§ Location labeling rows:

|---|

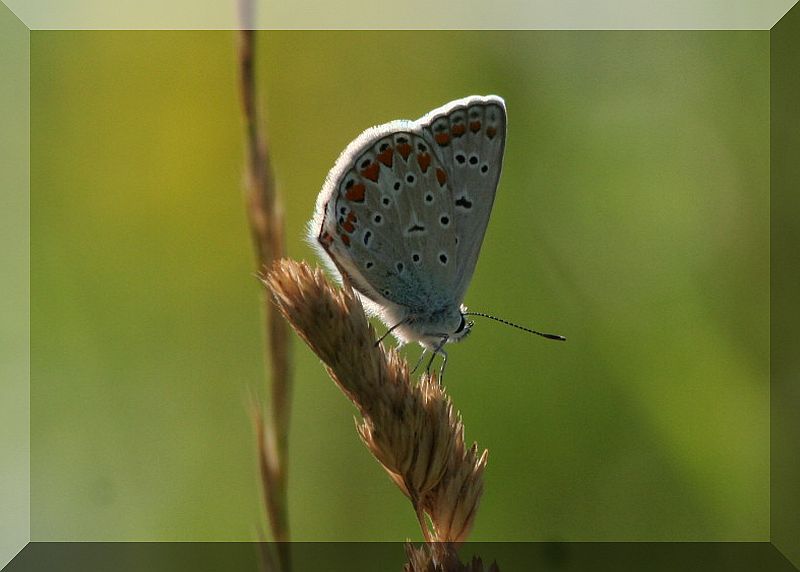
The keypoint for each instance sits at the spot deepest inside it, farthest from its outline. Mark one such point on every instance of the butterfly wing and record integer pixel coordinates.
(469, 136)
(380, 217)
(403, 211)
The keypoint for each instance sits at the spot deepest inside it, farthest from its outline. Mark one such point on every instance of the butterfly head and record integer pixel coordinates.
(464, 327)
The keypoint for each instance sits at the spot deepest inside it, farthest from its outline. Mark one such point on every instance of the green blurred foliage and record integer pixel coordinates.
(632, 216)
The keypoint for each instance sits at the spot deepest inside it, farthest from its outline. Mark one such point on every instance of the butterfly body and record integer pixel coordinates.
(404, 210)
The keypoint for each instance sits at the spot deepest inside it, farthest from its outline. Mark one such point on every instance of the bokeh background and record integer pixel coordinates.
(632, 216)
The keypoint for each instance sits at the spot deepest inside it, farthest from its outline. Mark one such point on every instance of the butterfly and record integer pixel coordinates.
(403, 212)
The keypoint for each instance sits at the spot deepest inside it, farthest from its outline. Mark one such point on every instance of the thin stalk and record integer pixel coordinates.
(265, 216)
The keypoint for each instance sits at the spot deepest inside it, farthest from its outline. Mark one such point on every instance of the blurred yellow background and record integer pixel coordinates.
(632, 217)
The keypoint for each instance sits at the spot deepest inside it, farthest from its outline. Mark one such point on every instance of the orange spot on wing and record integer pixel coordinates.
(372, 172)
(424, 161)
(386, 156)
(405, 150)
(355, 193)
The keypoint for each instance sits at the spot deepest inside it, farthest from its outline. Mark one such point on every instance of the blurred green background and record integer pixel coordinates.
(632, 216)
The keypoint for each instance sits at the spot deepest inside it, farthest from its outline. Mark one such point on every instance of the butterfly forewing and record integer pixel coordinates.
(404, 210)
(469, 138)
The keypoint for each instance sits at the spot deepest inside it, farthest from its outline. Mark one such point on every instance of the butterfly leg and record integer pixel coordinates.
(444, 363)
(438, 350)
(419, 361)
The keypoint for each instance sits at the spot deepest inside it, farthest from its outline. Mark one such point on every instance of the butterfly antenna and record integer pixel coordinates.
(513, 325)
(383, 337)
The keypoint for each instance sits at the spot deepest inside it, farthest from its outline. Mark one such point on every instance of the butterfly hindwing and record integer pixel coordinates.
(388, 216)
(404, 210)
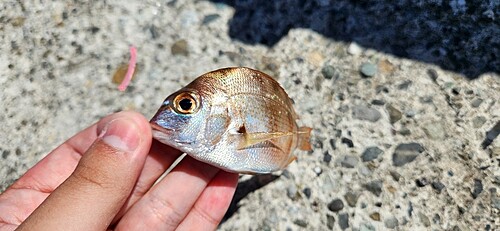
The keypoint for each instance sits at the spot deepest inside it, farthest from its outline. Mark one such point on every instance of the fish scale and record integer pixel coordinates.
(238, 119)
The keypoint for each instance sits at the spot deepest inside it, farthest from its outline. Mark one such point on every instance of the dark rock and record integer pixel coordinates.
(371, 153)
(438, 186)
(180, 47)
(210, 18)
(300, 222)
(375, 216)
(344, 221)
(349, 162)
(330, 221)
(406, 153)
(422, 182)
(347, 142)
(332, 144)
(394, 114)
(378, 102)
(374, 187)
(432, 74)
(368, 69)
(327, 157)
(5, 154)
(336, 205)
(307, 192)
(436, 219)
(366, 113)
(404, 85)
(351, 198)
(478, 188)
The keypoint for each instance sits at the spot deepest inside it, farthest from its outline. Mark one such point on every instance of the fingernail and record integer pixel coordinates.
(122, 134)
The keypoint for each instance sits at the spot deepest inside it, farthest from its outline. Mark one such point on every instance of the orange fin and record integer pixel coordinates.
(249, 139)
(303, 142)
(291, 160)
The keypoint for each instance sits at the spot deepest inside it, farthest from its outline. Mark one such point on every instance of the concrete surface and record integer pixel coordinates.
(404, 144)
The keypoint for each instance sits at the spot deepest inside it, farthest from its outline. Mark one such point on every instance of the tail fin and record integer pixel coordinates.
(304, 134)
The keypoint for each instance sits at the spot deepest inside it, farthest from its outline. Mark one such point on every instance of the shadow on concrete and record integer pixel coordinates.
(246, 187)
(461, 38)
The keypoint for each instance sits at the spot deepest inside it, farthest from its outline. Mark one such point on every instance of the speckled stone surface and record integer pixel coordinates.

|---|

§ AIM OF THE EXERCISE:
Copy every row above word for word, leaving out the pictures.

§ ANSWER TO THE EXERCISE:
The keypoint for each instance sits at the spot deepest inside it, farthest from its outline. Mark one such point on every instance of the butterfly wing and record integer pixel coordinates.
(469, 136)
(380, 217)
(403, 211)
The keypoint for each instance sits at the spot deepest inside it, farthest from its outline. Mark one such point on every instance of the butterfly head and record integer pixel coordinates.
(464, 327)
The keypoint for each instance sits at the spot deepest inside it, farthest from its outline. Mark one such point on every instance of the green blurred foliage and record integer pixel coordinates.
(632, 216)
The keypoint for each instance sits at the spot deepest inside it, farthest from its outline. Mark one such point on every instance of the butterfly body and record integer pixel coordinates.
(404, 210)
The keypoint for each instance sits at the spot deepest inside it, farthest from its outline. Mark one such point on every instance of the bokeh background and record integer pixel coordinates.
(632, 216)
The keypoint for each instance sits at the spot deepest inside it, farthest from its outline. Mark one such point on every instance of the butterfly and record integer pixel coordinates.
(403, 212)
The keypoint for each instance sits at the spot deepest inside it, farthest from its outline. Mark one such point on every instance of the thin stalk and record integer pixel coordinates.
(265, 216)
The keypoint for each instance sits at the spot deepest inside it, farthest from its outline. Mark one such point on every instance of the blurred yellow background and record integer pixel coordinates.
(632, 217)
The keypoint for each instance sits at the spot deepest inside it, farthest from its outline. Mark one such point on every instance of the orange spot on wing and record integer pixel coordinates.
(372, 172)
(424, 161)
(386, 156)
(405, 150)
(355, 193)
The keypoint for each instance sits at the spot deepest inside it, farthest from its outline. Mark one such point on every instance of the blurred green background and record integer pixel coordinates.
(632, 216)
The keypoint for each instance sits at the spot deepest inside it, farthest from its outline. Mark one such point on every instance of the butterfly forewing and record integer pixel coordinates.
(404, 210)
(469, 138)
The keypoint for each instance sits at the spot deepest inside it, farthest from its outline. Mark one such point on every instance of the butterfly leg and record integer pixel coordinates.
(444, 363)
(438, 350)
(419, 361)
The keypoint for each instance sits at the spot deepest inside it, farthest from its outline. Mark one such point on every instance of the butterfly antenna and record integer pixel coordinates.
(513, 325)
(383, 337)
The keypoint for each instance sits at the spot deepest inside it, farthest from its outline. Mark one such point on every instance of the butterfly hindwing and record integer pixel coordinates.
(388, 216)
(404, 210)
The keypoint for each instance sits at the spot deepest inside it, farthest from its outline. Mark one such point on every instance of the fish scale and record integer pixel coordinates.
(238, 119)
The keypoint for each instance sits at the spot deepest inside it, farthest from its outline. Mark one such point on every instance of the dark rock and record integer pixel coordinates.
(371, 153)
(438, 186)
(180, 47)
(210, 18)
(300, 222)
(375, 216)
(344, 221)
(349, 162)
(330, 221)
(406, 153)
(422, 182)
(347, 142)
(332, 144)
(394, 114)
(378, 102)
(374, 187)
(432, 74)
(368, 69)
(327, 157)
(5, 154)
(336, 205)
(307, 192)
(436, 219)
(366, 113)
(404, 85)
(351, 198)
(478, 188)
The keypoint for each instance sits at the spot deepest inside it, farthest from its outline. Mark one such point on every instance of the fingernail and record integer pixel coordinates.
(122, 134)
The keypoint for each instance sits at the spot deepest inside it, farthest from its outline. Mark one such point on every instance of the orange fin and record integer pixel coordinates.
(249, 139)
(303, 142)
(291, 160)
The keypoint for each instance sits at the spot deepest inside it, farthest from its outline. Mark one such point on every instance of the concrete surface and record integer pixel coordinates.
(404, 144)
The keypoint for each instance sits at the spot deepest inside it, farthest from its outline. Mark one such point on every instance of the tail fin and record integer pixel coordinates.
(304, 134)
The keypoint for each instance sits at the spot deepest inside it, farthest from its outline. Mark one such point on every instance of the shadow on concrete and record integer pixel coordinates.
(246, 187)
(461, 38)
The keypoint for each instance sits at the spot deepest inside it, farthest from its outline. Mark one such point on every instance of the speckled stone surface and record integer pixel coordinates.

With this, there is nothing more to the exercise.